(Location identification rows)
[Begin]

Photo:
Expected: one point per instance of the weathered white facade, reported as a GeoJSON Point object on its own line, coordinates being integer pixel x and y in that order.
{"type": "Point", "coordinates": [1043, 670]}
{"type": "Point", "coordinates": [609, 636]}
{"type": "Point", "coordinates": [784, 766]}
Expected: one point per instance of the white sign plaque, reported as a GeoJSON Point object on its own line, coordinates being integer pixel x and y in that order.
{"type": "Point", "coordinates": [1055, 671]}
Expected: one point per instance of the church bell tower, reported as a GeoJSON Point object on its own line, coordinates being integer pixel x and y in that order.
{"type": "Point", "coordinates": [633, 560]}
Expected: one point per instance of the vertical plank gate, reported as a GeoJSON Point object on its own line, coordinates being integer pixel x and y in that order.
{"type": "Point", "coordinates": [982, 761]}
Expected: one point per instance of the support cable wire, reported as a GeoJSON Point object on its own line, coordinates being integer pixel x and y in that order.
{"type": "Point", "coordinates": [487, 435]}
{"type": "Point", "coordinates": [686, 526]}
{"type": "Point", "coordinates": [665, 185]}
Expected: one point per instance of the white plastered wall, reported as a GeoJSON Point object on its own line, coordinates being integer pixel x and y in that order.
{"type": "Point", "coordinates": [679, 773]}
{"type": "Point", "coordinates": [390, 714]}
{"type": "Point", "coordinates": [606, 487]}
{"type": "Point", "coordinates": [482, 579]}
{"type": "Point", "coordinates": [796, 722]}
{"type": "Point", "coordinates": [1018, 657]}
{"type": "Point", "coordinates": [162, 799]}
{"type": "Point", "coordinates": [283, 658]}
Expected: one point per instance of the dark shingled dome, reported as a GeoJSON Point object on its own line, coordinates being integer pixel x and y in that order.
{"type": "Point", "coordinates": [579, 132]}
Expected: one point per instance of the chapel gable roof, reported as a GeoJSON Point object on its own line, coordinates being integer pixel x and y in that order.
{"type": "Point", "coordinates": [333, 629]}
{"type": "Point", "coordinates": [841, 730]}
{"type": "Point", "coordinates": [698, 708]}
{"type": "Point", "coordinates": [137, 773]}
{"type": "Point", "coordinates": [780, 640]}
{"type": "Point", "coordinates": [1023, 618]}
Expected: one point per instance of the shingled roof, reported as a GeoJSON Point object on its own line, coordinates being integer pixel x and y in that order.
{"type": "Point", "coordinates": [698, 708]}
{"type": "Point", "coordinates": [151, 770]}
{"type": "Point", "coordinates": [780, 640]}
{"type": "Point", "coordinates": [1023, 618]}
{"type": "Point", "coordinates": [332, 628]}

[End]

**EXERCISE AIM:** Rename "white plastered wall" to "lime-washed wall" in all the rows and write out every line again, leaving everything else unchanged.

**OUTPUT OF THE EXERCISE:**
Photo:
Expected: one point per instance of the weathered white facade, reported as a GeoJSON Point object on its own line, coordinates being integer pixel x and y in that order.
{"type": "Point", "coordinates": [1043, 670]}
{"type": "Point", "coordinates": [609, 636]}
{"type": "Point", "coordinates": [784, 766]}
Expected: one point per instance of the white sign plaque, reported as a GeoJSON Point object on its own line, coordinates being integer pixel x and y in that order.
{"type": "Point", "coordinates": [1055, 671]}
Expected: one point per instance of the church bell tower, reported as a GeoJSON Point object on its own line, coordinates being integer pixel x and y in that order.
{"type": "Point", "coordinates": [633, 560]}
Expected: one point per instance of the vertical plank gate, reported as a GeoJSON Point object on its own line, coordinates being integer pixel x and y in that order.
{"type": "Point", "coordinates": [982, 761]}
Expected: one point per instance of the support cable wire, reported as a GeoJSON Point object on its own line, coordinates being integer pixel x and y in that order.
{"type": "Point", "coordinates": [487, 435]}
{"type": "Point", "coordinates": [686, 526]}
{"type": "Point", "coordinates": [665, 185]}
Expected: one point per instance of the lime-washed wall, reported as a GeoJSON Point object on its own line, coordinates being integer pixel x and y in that order.
{"type": "Point", "coordinates": [679, 773]}
{"type": "Point", "coordinates": [390, 714]}
{"type": "Point", "coordinates": [606, 487]}
{"type": "Point", "coordinates": [482, 579]}
{"type": "Point", "coordinates": [796, 722]}
{"type": "Point", "coordinates": [1018, 657]}
{"type": "Point", "coordinates": [162, 799]}
{"type": "Point", "coordinates": [283, 658]}
Expected: one point per instance of the dark shingled dome, reported as a GeoJSON Point object on its own line, coordinates being integer pixel x and y in that order.
{"type": "Point", "coordinates": [579, 132]}
Expected: one point per instance of the chapel gable roof, reported as a GeoJSON Point object on its own line, coordinates being integer pixel x and y in that order.
{"type": "Point", "coordinates": [333, 629]}
{"type": "Point", "coordinates": [841, 730]}
{"type": "Point", "coordinates": [698, 708]}
{"type": "Point", "coordinates": [137, 773]}
{"type": "Point", "coordinates": [780, 640]}
{"type": "Point", "coordinates": [1023, 618]}
Expected: one point per instance of the shingled roof, reported as a GeoJSON Point object on its own line, coordinates being integer pixel x and y in that order.
{"type": "Point", "coordinates": [698, 708]}
{"type": "Point", "coordinates": [151, 770]}
{"type": "Point", "coordinates": [780, 640]}
{"type": "Point", "coordinates": [1023, 618]}
{"type": "Point", "coordinates": [332, 628]}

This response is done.